■ Exercises to complete
1. Please list the three things that, according to the passage on Nancy Pelosi's intelligence briefing, someone aware of torture should put in writing in some form.
2. Carry the passage on Nancy Pelosi's intelligence briefing further from its last sentence.

■ Selected passage
>> BEGIN
Mrs. Pelosi was briefed once, something that has not been contested, and that briefing happened in 2002.

As seems obvious to me, once Michael Sheehy, her intel aide, found out about the EIT in 2003, including possible waterboarding, does anyone believe Pelosi wasn’t told? But that’s not the issue of the one briefing Pelosi had, so there is no contradiction, because hearing something through an aide, assuming she did, is quite different from an intel briefing from the Administration directly.

Now, whether this is a distinction that doesn’t matter in the larger scheme is another point. But it doesn’t change the fact that we have no proof Pelosi was briefed personally on waterboarding.

Anyone knowing of torture and doing nothing about it, including putting their questions and skepticism, even disapproval in writing in some form, are partially responsible. However, the facts learned in classified briefings are not allowed to be made public, including what lawmakers are told about techniques. That is illegal. That Pelosi felt compelled to say explicitly what she wasn’t told does present a problem, which we’re seeing play out now.
>> END
■ Supplied data
>> BEGIN
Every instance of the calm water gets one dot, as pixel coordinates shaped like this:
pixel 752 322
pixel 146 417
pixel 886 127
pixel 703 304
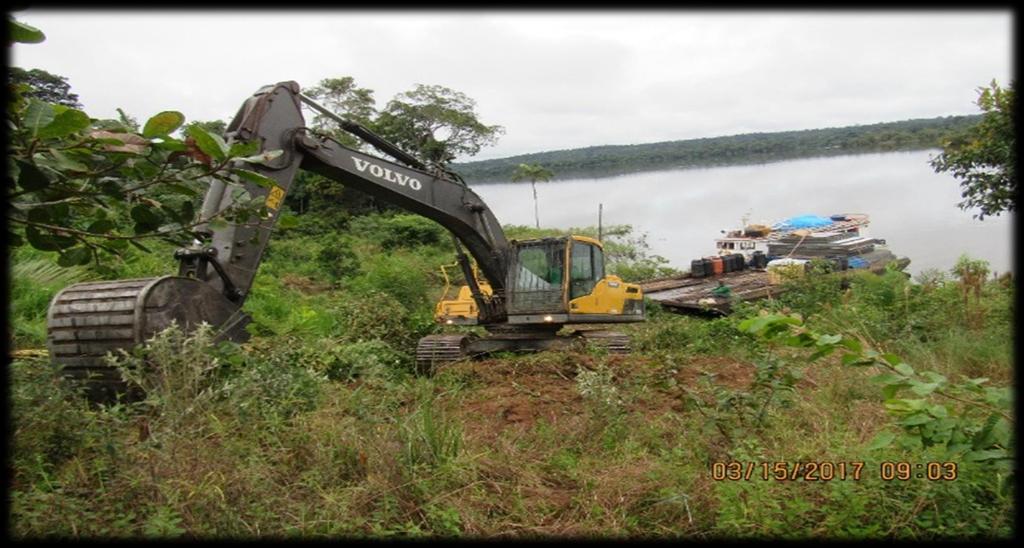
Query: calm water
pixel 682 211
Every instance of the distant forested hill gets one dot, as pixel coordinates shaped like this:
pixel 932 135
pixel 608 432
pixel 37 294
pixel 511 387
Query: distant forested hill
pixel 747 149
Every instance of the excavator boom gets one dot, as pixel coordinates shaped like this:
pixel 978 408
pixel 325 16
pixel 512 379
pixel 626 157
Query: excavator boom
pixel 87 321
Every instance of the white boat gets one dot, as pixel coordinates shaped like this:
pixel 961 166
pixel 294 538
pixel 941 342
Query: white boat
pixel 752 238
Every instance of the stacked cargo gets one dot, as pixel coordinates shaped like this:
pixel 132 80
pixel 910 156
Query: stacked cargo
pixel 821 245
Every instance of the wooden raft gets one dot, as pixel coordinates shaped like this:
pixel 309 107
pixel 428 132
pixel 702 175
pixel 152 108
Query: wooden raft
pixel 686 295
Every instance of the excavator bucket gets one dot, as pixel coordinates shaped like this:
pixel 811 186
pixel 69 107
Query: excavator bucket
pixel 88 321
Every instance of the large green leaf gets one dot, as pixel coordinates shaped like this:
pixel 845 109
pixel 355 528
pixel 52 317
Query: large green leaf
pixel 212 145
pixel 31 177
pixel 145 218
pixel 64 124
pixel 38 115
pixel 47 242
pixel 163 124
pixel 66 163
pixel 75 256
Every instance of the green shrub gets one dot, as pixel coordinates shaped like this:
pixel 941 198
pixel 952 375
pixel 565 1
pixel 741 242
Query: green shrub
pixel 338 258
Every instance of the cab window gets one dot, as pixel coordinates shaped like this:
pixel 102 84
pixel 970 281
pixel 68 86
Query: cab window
>> END
■ Answers to the tasks
1. questions, skepticism, disapproval

2.
Does any of this excuse Democrats for standing by, for not making a record of their disapproval? Absolutely not, but that’s a different topic altogether.

But let’s get something clear. Pelosi has become the target to take the spotlight off of Bush-Cheney and the people who not only concocted their torture policy, but the people at the top who signed off on it.

Look over here!, they cry. Ignore the masterminds behind the curtain.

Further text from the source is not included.